-- Dataset follows --

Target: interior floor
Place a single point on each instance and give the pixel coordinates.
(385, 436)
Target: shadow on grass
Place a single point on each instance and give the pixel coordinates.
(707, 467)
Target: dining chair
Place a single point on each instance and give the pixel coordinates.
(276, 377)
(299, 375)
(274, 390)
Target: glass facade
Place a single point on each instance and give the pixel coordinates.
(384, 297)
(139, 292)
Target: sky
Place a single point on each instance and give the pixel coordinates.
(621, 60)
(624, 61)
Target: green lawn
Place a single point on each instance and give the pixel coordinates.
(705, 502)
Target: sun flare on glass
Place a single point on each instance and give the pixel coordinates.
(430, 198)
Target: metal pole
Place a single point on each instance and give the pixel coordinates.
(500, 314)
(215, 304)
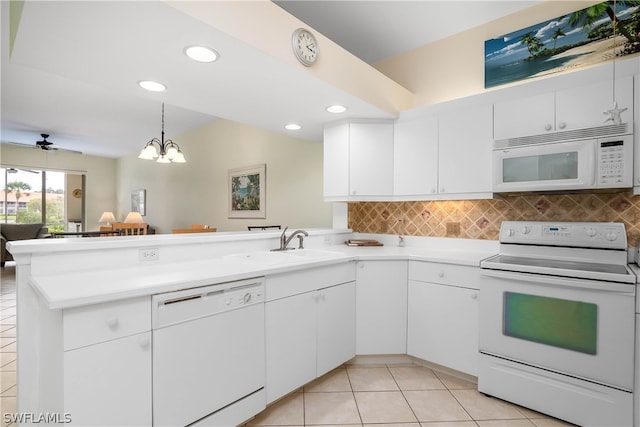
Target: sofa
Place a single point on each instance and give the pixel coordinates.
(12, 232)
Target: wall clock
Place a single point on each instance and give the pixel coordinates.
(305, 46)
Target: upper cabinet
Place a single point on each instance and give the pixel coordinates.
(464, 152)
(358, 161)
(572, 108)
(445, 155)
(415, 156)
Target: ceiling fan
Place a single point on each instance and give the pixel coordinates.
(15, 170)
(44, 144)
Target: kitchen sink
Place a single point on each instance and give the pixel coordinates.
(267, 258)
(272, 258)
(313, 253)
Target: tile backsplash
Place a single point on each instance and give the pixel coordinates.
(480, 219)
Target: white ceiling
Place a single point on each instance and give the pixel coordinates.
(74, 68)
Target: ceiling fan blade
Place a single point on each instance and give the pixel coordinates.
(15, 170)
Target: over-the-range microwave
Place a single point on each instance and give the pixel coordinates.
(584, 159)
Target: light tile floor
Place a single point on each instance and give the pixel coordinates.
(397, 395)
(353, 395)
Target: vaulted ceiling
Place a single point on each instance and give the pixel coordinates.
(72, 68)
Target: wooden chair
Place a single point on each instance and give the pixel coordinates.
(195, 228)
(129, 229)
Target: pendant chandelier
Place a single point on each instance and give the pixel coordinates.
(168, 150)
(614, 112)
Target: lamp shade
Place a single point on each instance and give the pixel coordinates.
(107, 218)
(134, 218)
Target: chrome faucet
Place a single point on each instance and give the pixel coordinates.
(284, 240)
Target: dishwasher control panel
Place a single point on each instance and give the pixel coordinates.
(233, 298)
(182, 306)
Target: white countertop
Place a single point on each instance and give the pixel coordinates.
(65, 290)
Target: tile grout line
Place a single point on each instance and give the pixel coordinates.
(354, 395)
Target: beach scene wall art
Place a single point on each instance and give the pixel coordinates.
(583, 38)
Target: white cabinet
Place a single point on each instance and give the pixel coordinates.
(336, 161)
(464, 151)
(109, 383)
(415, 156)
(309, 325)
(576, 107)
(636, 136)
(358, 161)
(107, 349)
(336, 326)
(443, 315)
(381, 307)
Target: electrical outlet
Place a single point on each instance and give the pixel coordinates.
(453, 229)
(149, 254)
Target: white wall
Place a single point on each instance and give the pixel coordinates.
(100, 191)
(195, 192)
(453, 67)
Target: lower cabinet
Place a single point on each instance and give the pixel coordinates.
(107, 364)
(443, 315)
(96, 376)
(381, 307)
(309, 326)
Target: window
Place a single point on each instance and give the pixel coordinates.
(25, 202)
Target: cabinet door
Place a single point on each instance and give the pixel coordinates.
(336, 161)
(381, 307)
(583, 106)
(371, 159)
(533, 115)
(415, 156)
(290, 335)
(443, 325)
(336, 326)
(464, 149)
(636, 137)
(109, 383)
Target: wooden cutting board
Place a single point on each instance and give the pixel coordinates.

-- Dataset concluded --

Take the lines from the first line of the entries through the line with "Target: vaulted ceiling", inclusive, and give them again exactly, minus any pictures.

| The answer |
Target: interior floor
Place a single point on each instance and give the pixel coordinates.
(385, 436)
Target: shadow on grass
Place a single point on each instance and give the pixel coordinates.
(707, 467)
Target: dining chair
Place a single point on each instance and give the pixel coordinates.
(276, 377)
(299, 375)
(274, 390)
Target: glass facade
Place a single point on each instance and give the pixel coordinates.
(384, 297)
(139, 292)
Target: sky
Place a single point on each instance and give the pixel coordinates.
(621, 60)
(624, 61)
Target: green lawn
Place a single point on each instance and give the pixel coordinates.
(705, 502)
Target: sun flare on glass
Place a single point on each instance and give the pixel coordinates.
(430, 198)
Target: metal pole
Place a single point on each instance and give the pixel coordinates.
(500, 314)
(215, 304)
Target: sofa
Place a single point on each instance and give the pixel coordinates.
(12, 232)
Target: wall clock
Place a single point on each instance and give the pixel coordinates.
(305, 46)
Target: upper cabinet
Place a single point on each instance and give the pixel coordinates.
(464, 152)
(358, 161)
(572, 108)
(445, 155)
(415, 156)
Target: ceiling fan
Place a single point on each instance and give the pixel coordinates.
(15, 170)
(44, 144)
Target: kitchen sink
Place a single point on each instance and give the pixel coordinates.
(267, 258)
(272, 258)
(313, 253)
Target: tile backsplash
Place a single point on each instance and give the pixel coordinates.
(480, 219)
Target: white ceiling
Place a single point on each instance and give the pixel coordinates.
(74, 68)
Target: ceiling fan blade
Place a single point on each instance and give the pixel coordinates.
(15, 170)
Target: over-the-range microwave
Place a single point on each instance and give the pixel coordinates.
(584, 159)
Target: light tile floor
Place a single point on each instance and give the pixel coordinates.
(397, 395)
(353, 395)
Target: vaulted ceiling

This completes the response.